* **WORK TO COMPLETE**
Format every line of the listing below as a numbered list, skipping any blank lines. Leave the picture markers out.

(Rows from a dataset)
○ ○ ○

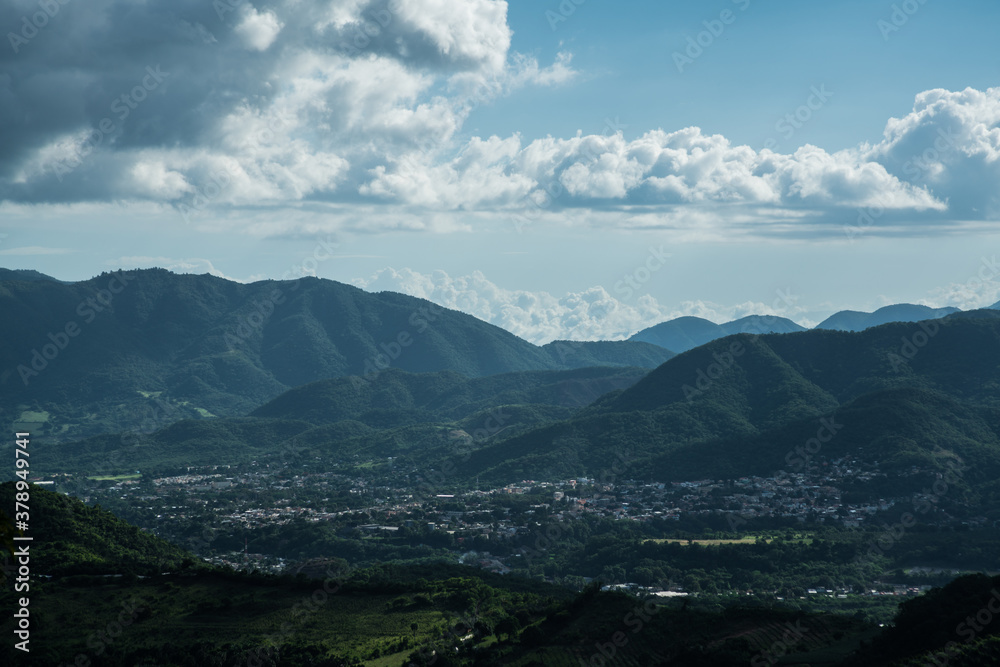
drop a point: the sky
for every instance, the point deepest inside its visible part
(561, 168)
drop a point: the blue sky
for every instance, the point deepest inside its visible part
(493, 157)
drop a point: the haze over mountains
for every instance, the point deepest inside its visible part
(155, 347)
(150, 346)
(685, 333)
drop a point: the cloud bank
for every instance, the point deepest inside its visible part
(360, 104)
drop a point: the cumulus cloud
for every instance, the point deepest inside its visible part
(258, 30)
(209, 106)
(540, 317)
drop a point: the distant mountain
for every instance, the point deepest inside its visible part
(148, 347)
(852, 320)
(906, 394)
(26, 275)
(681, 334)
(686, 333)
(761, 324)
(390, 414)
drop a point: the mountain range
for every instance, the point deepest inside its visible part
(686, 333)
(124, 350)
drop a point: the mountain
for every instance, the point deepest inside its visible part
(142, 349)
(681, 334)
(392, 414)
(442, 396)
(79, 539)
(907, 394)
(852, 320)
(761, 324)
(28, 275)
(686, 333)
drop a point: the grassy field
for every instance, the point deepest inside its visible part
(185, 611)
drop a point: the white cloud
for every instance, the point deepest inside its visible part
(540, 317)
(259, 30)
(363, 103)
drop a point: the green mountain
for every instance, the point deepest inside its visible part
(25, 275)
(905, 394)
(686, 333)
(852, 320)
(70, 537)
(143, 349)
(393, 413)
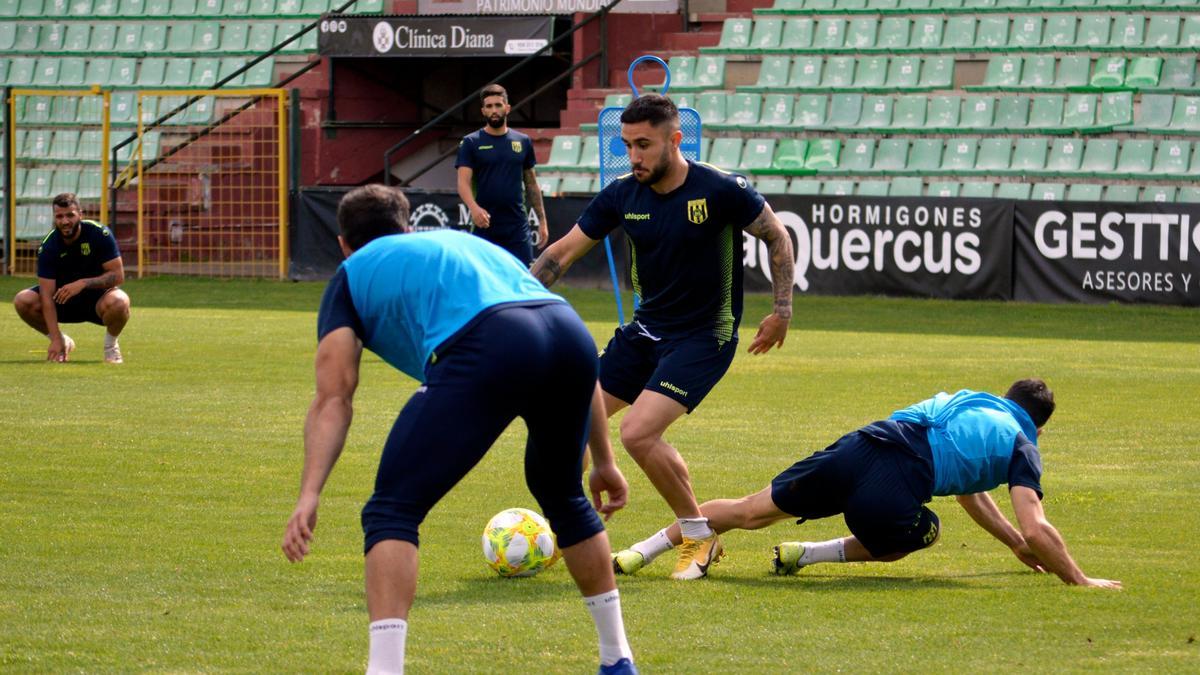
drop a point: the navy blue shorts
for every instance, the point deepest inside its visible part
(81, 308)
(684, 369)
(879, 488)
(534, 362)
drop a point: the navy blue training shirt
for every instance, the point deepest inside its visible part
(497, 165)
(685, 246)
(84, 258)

○ ○ ○

* **TASK RESPONSE**
1. drop a point: the sky
2. for every instance, the point deepest inside its visible part
3. (561, 168)
4. drop a point: the blue sky
5. for every instance, the point deepest inside its visible part
6. (493, 157)
7. drop a point: the haze over mountains
8. for every instance, the point deepest inside its visible part
9. (155, 347)
10. (150, 346)
11. (685, 333)
12. drop a point: the cloud bank
13. for every instance, the point deepest inside its visible part
14. (360, 104)
15. drop a point: the cumulus cloud
16. for every instance, the point deepest inside its visible part
17. (258, 30)
18. (209, 106)
19. (540, 317)
20. drop a point: the distant mountain
21. for every instance, the point deepest inside its visible part
22. (148, 347)
23. (852, 320)
24. (906, 394)
25. (26, 275)
26. (681, 334)
27. (686, 333)
28. (761, 324)
29. (390, 414)
30. drop a point: the mountain range
31. for every instance, the point deepest inside its visible part
32. (686, 333)
33. (124, 350)
34. drop a point: the mountain
35. for every instance, the point deepest inside its visible part
36. (142, 349)
37. (681, 334)
38. (392, 414)
39. (442, 396)
40. (79, 539)
41. (907, 394)
42. (852, 320)
43. (761, 324)
44. (28, 275)
45. (686, 333)
46. drop a point: the grassy field
47. for every instance, the point deepest inside its visible part
48. (185, 611)
49. drop a point: the white cloud
50. for every instance, the point deepest inside its visible part
51. (540, 317)
52. (259, 30)
53. (363, 103)
54. drop a point: the green mountain
55. for every instance, the point deepest inside its visible part
56. (25, 275)
57. (905, 394)
58. (686, 333)
59. (852, 320)
60. (70, 537)
61. (143, 349)
62. (393, 413)
63. drop a point: the navy blue shorts
64. for every instance, the point deepest inside its visible part
65. (81, 308)
66. (684, 369)
67. (879, 488)
68. (534, 362)
69. drop a point: the navy blue training shirt
70. for every instance, the point deepest inside its visible part
71. (497, 165)
72. (685, 246)
73. (84, 258)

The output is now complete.